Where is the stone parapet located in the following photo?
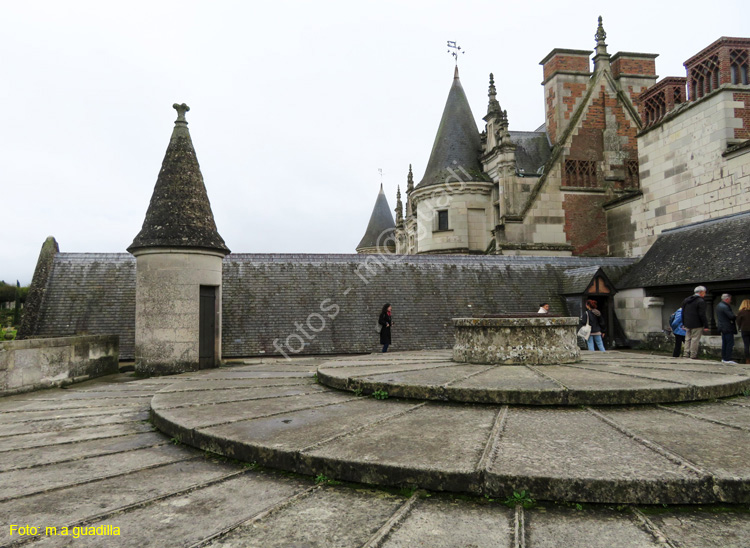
[453,317,580,365]
[0,335,120,396]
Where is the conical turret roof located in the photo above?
[417,67,486,188]
[128,103,229,255]
[357,184,396,253]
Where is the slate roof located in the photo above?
[32,248,635,359]
[417,67,487,188]
[510,131,552,175]
[618,213,750,288]
[31,253,135,360]
[357,184,396,251]
[128,105,229,254]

WHAT IS EXPECTED.
Update the data by replacing every "photo" with "image" and changing nothing else. Leave the pictures out of your answer.

COMPLETED TASK.
Where is the stone parapet located in the following image?
[453,317,580,365]
[0,335,120,396]
Where is the conical turret roof located in the image above?
[417,67,486,188]
[128,103,229,255]
[357,184,396,253]
Where is the slate roof located in the image above?
[32,248,635,359]
[417,67,487,188]
[510,131,552,175]
[618,213,750,288]
[31,253,135,360]
[357,184,396,251]
[128,105,229,254]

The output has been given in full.